_Excerpt to read_.
= = =
🚀 Extremely fast spelling checker and suggester in Python!

These details have not been verified by PyPI

Project links

Homepage

GitHub Statistics

View statistics for this project via Libraries.io, or by using our public dataset on Google BigQuery

Project description

Spellwise

🚀 Extremely fast spelling checker and suggester in Python!

The following algorithms are supported currently,

Edit-distance, Hall and Dowling (1980) (based on Levenshtein distance algorithm)
Editex, Zobel and Dart (1996) (for suggesting phonetically similar words)
Caverphone 1.0 and Caverphone 2.0 David Hood (2002) (to identify English names which sound phonetically similar)
= = =
_Goal_. Quote the Spellwise project page from "Edit-distance, Hall and" to "sound phonetically similar)", word for word. The records have nothing to do with this.

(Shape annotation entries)
= = =
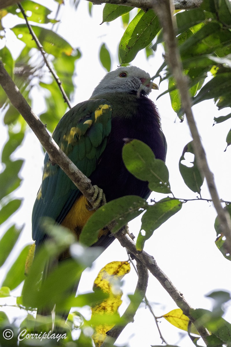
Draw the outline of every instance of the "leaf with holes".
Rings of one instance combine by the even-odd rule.
[[[105,22],[112,22],[121,16],[128,13],[133,8],[128,6],[106,3],[103,10],[101,24]]]
[[[99,232],[111,223],[115,224],[111,230],[115,232],[142,213],[147,205],[144,199],[136,195],[127,195],[108,202],[89,218],[80,234],[80,242],[86,246],[95,243]]]
[[[152,10],[142,10],[129,23],[120,41],[119,54],[121,64],[130,62],[138,52],[148,46],[160,29],[157,15]]]
[[[137,238],[136,249],[142,251],[145,241],[151,236],[154,230],[179,211],[182,206],[182,203],[178,199],[169,197],[149,206],[141,219],[142,225]],[[142,235],[142,230],[144,231],[145,235]]]
[[[192,141],[186,145],[184,149],[182,155],[179,163],[179,169],[185,183],[190,189],[195,193],[201,193],[201,188],[204,181],[204,176],[202,176],[197,167],[196,159],[190,162],[192,166],[189,167],[183,164],[181,162],[185,160],[185,153],[189,153],[194,154],[194,151],[192,145]]]
[[[162,160],[156,159],[148,145],[132,140],[124,146],[122,156],[128,171],[139,179],[148,181],[151,190],[171,193],[168,168]]]

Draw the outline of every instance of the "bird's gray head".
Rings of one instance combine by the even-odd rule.
[[[91,98],[112,92],[140,93],[148,95],[158,86],[150,81],[150,75],[136,66],[122,66],[107,74],[95,88]]]

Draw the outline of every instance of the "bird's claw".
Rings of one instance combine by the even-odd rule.
[[[98,209],[104,205],[107,202],[105,194],[103,192],[103,189],[99,188],[98,186],[93,186],[93,188],[95,192],[90,201],[91,206],[89,206],[88,208],[89,211]]]

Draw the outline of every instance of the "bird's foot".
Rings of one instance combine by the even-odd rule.
[[[103,189],[99,188],[98,186],[93,186],[95,192],[92,197],[90,203],[91,206],[89,206],[88,209],[89,211],[96,210],[103,205],[105,205],[107,202],[105,194]]]

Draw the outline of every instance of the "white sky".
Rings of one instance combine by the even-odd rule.
[[[55,11],[57,3],[52,0],[39,1]],[[73,105],[85,100],[91,95],[95,87],[104,76],[106,71],[99,61],[99,48],[103,42],[106,43],[113,55],[112,69],[118,65],[117,49],[124,29],[120,19],[109,25],[99,24],[102,21],[103,6],[95,6],[93,9],[93,18],[88,13],[88,2],[82,1],[76,11],[65,2],[60,13],[61,23],[58,32],[75,48],[79,48],[82,54],[77,63],[77,76],[74,83],[77,87]],[[8,20],[3,22],[6,27],[15,25],[14,18],[9,16]],[[14,54],[18,51],[18,40],[9,35],[8,46]],[[132,62],[148,72],[151,76],[155,74],[162,64],[162,48],[160,47],[156,56],[147,61],[143,52],[140,52]],[[155,81],[159,83],[157,79]],[[154,101],[160,93],[166,90],[166,82],[162,83],[158,91],[153,91],[150,97]],[[38,113],[42,111],[39,95],[35,93],[33,107]],[[62,96],[60,96],[60,98]],[[178,162],[185,146],[192,139],[186,121],[180,123],[178,119],[175,121],[176,115],[172,110],[168,95],[159,99],[156,104],[162,119],[162,127],[167,138],[168,151],[166,164],[169,171],[170,181],[175,196],[179,198],[192,198],[196,194],[185,185],[178,169]],[[230,183],[230,153],[231,146],[224,152],[226,143],[225,138],[231,127],[231,120],[212,126],[213,117],[225,115],[230,111],[223,110],[219,112],[212,100],[199,104],[193,108],[194,113],[204,146],[210,167],[214,173],[216,183],[221,198],[230,200],[231,188]],[[1,124],[3,124],[1,117]],[[0,143],[2,144],[7,138],[7,128],[1,130]],[[31,215],[33,204],[39,186],[42,172],[44,154],[37,138],[28,131],[23,146],[16,154],[15,158],[26,159],[26,162],[20,172],[24,178],[21,187],[15,193],[17,196],[23,197],[23,205],[10,221],[6,222],[1,229],[1,234],[7,230],[11,223],[16,222],[19,226],[26,225],[23,235],[17,244],[16,250],[5,266],[0,269],[1,277],[10,264],[17,257],[24,245],[30,243],[31,239]],[[202,191],[202,197],[209,198],[206,185]],[[153,193],[151,197],[159,200],[166,196]],[[212,308],[212,302],[205,295],[214,290],[230,290],[230,262],[225,259],[216,246],[214,240],[216,233],[214,223],[216,213],[211,204],[206,202],[188,202],[184,204],[181,210],[161,226],[145,244],[145,249],[153,255],[158,265],[170,278],[174,284],[182,293],[192,306],[208,309]],[[130,231],[136,236],[140,226],[140,218],[131,222]],[[106,263],[115,260],[125,260],[127,256],[124,249],[115,241],[94,263],[90,271],[86,271],[83,274],[79,286],[79,293],[90,291],[94,279],[100,269]],[[132,293],[135,287],[137,279],[133,270],[124,279],[124,294]],[[21,287],[20,287],[21,288]],[[18,295],[20,288],[14,294]],[[165,314],[177,306],[168,294],[158,281],[150,275],[147,296],[157,316]],[[124,303],[121,307],[122,313],[129,302],[125,295]],[[1,299],[0,303],[4,299]],[[10,301],[7,301],[9,303]],[[14,316],[21,316],[22,313],[16,310],[6,309],[8,314]],[[87,310],[79,310],[83,314],[89,314]],[[231,322],[231,311],[228,309],[225,318]],[[181,339],[181,331],[166,321],[161,320],[160,328],[162,334],[170,344],[178,344],[180,347],[193,345],[187,337]],[[187,334],[186,334],[187,335]],[[145,341],[144,340],[144,337]],[[161,341],[153,320],[148,309],[144,306],[138,310],[135,322],[125,329],[117,343],[122,345],[128,343],[130,347],[160,345]],[[203,344],[202,341],[201,344]]]

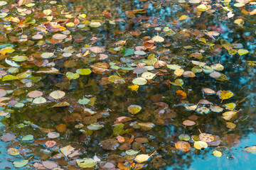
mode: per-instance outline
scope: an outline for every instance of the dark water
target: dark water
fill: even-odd
[[[44,47],[29,47],[28,53],[51,51],[53,50],[63,49],[69,45],[73,45],[77,50],[82,48],[86,45],[93,46],[106,47],[110,49],[114,47],[113,42],[117,40],[127,40],[126,47],[132,48],[142,45],[142,38],[144,36],[153,37],[157,33],[166,38],[169,46],[157,44],[157,55],[159,58],[166,55],[169,57],[166,60],[168,64],[176,64],[182,66],[186,70],[191,70],[193,65],[191,60],[195,60],[189,57],[190,54],[197,52],[200,50],[206,51],[203,53],[204,57],[201,62],[206,62],[208,65],[220,63],[225,67],[221,73],[225,74],[229,81],[218,81],[204,73],[197,73],[196,78],[182,78],[184,81],[183,89],[188,94],[186,101],[190,103],[196,104],[200,99],[206,98],[214,104],[222,106],[223,103],[236,103],[236,110],[240,110],[239,116],[233,120],[236,128],[229,130],[226,128],[225,120],[221,117],[222,113],[210,113],[208,114],[200,115],[196,112],[189,112],[185,110],[183,103],[176,96],[175,91],[181,89],[178,86],[171,85],[166,86],[164,82],[166,79],[174,81],[174,76],[171,74],[164,74],[156,77],[154,80],[158,84],[147,84],[145,86],[140,86],[137,93],[131,91],[125,84],[110,84],[102,85],[100,79],[102,77],[107,77],[111,75],[120,74],[124,77],[126,81],[131,82],[134,78],[134,74],[131,72],[120,71],[107,72],[102,74],[92,74],[86,76],[80,76],[79,79],[68,82],[66,79],[60,74],[40,74],[41,81],[35,84],[31,88],[23,88],[25,91],[21,95],[16,95],[19,101],[25,101],[26,103],[26,94],[32,90],[40,90],[46,94],[60,89],[66,92],[65,99],[70,103],[75,103],[78,98],[85,96],[87,98],[96,97],[96,102],[94,106],[90,107],[97,113],[106,112],[109,116],[103,116],[100,123],[104,125],[104,128],[94,131],[93,135],[82,135],[78,129],[74,128],[76,123],[67,123],[67,130],[61,134],[58,141],[62,146],[68,144],[81,144],[86,148],[85,155],[87,157],[92,157],[95,154],[102,158],[102,161],[109,161],[108,151],[99,147],[99,143],[104,140],[111,138],[114,122],[119,116],[130,116],[127,108],[131,104],[137,104],[143,108],[143,111],[132,118],[137,118],[141,122],[152,122],[156,124],[152,130],[145,132],[139,132],[138,137],[145,137],[150,139],[150,142],[144,144],[146,153],[152,153],[157,150],[158,154],[151,159],[148,166],[144,169],[253,169],[256,167],[254,164],[256,156],[252,153],[244,152],[245,147],[256,145],[255,133],[255,79],[256,69],[255,66],[250,66],[247,61],[255,60],[256,35],[255,35],[255,16],[241,14],[242,8],[233,6],[234,3],[230,3],[233,8],[233,13],[235,16],[242,16],[246,21],[242,26],[234,23],[234,18],[227,18],[227,11],[221,7],[215,7],[216,2],[210,4],[213,9],[213,12],[202,12],[199,16],[195,12],[196,5],[188,3],[178,3],[176,1],[58,1],[58,4],[66,5],[73,14],[84,13],[90,16],[90,21],[105,21],[103,26],[94,28],[71,29],[72,35],[82,35],[87,38],[82,42],[73,42],[66,44],[54,45],[46,45]],[[250,5],[247,10],[249,11],[255,8],[255,5]],[[138,13],[129,16],[126,11],[136,9],[146,8],[145,13]],[[106,10],[111,13],[112,17],[107,19],[102,16],[102,12]],[[182,16],[186,15],[189,18],[186,21],[178,21]],[[235,18],[235,17],[234,17]],[[114,21],[115,24],[111,24]],[[146,27],[144,24],[155,24],[155,26]],[[176,33],[175,35],[164,35],[162,31],[156,31],[154,28],[169,27]],[[141,35],[132,36],[130,31],[139,30]],[[208,50],[208,45],[198,40],[198,38],[193,33],[193,31],[198,30],[215,30],[220,33],[215,40],[207,37],[207,42],[220,44],[221,40],[225,40],[230,43],[240,43],[243,49],[249,50],[249,54],[239,56],[238,55],[230,55],[226,50],[214,51]],[[118,31],[124,31],[124,33],[117,33]],[[24,30],[28,34],[31,33]],[[188,33],[188,36],[186,36]],[[96,37],[98,41],[92,43],[90,38]],[[206,37],[203,37],[206,38]],[[186,50],[186,46],[191,45],[192,49]],[[18,46],[17,45],[17,46]],[[24,46],[18,46],[23,49]],[[214,47],[214,46],[213,46]],[[168,50],[164,51],[164,50]],[[238,49],[237,49],[238,50]],[[26,52],[23,52],[26,54]],[[22,53],[22,52],[21,52]],[[111,52],[107,52],[110,57],[106,62],[115,62],[120,65],[122,60],[120,56]],[[18,53],[17,53],[18,54]],[[126,59],[129,60],[129,57]],[[89,68],[94,56],[92,55],[87,61],[78,62],[75,67],[63,67],[64,62],[68,60],[63,59],[55,61],[56,68],[61,72],[75,72],[76,69],[86,66]],[[93,61],[93,60],[92,60]],[[92,62],[93,63],[93,62]],[[127,62],[131,64],[132,62]],[[38,68],[27,67],[23,68],[26,71],[28,68],[37,71]],[[61,82],[67,83],[60,85]],[[5,84],[2,81],[2,84]],[[16,89],[16,86],[12,83],[7,84],[7,89]],[[65,86],[65,87],[63,87]],[[224,101],[220,103],[220,100],[215,96],[204,96],[202,94],[203,88],[211,88],[215,91],[229,90],[235,94],[235,96],[228,99],[228,102]],[[158,99],[161,96],[160,99]],[[18,100],[18,99],[17,99]],[[166,120],[164,123],[158,123],[156,114],[159,108],[154,105],[155,102],[165,102],[174,110],[177,116],[170,120]],[[74,107],[54,108],[50,106],[38,106],[35,105],[26,105],[22,108],[14,108],[14,113],[11,113],[11,118],[6,120],[3,118],[3,133],[11,132],[16,136],[23,136],[32,134],[35,137],[43,137],[45,133],[38,132],[38,130],[28,125],[26,130],[18,128],[17,125],[22,123],[24,120],[32,122],[44,128],[55,128],[55,127],[63,123],[63,118],[70,115],[74,113],[81,113],[80,108],[75,104]],[[227,111],[227,110],[225,110]],[[82,113],[81,113],[82,114]],[[107,114],[107,113],[106,113]],[[182,122],[191,115],[197,115],[199,118],[196,121],[196,127],[186,127]],[[74,115],[72,115],[74,116]],[[126,124],[128,128],[129,124]],[[201,131],[218,135],[221,139],[220,144],[218,147],[208,147],[203,150],[197,150],[193,147],[188,152],[181,152],[175,150],[174,142],[178,140],[178,136],[181,134],[191,135],[199,135],[198,129]],[[6,148],[12,144],[0,142],[1,157],[0,168],[10,167],[15,169],[11,162],[13,159],[19,160],[19,157],[14,157],[6,154]],[[32,162],[38,162],[40,160],[48,160],[49,155],[43,154],[43,146],[30,146],[29,144],[21,142],[13,144],[13,147],[26,146],[33,152],[28,152],[26,157],[31,157],[35,154]],[[132,149],[139,150],[136,146]],[[212,152],[218,149],[223,154],[220,158],[212,154]],[[119,155],[124,151],[117,150],[114,154]],[[113,153],[111,153],[113,154]],[[28,157],[29,158],[29,157]],[[33,165],[33,164],[31,164]],[[60,163],[60,164],[61,164]],[[73,169],[73,166],[68,166],[66,163],[63,163],[64,169]],[[28,166],[28,169],[33,169]],[[99,168],[100,169],[100,167]],[[24,169],[26,169],[24,168]]]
= = =
_Exercise solution_.
Edit-distance, Hall and Dowling (1980) (based on Levenshtein distance algorithm)
Editex, Zobel and Dart (1996) (for suggesting phonetically similar words)
Caverphone 1.0 and Caverphone 2.0 David Hood (2002) (to identify English names which sound phonetically similar)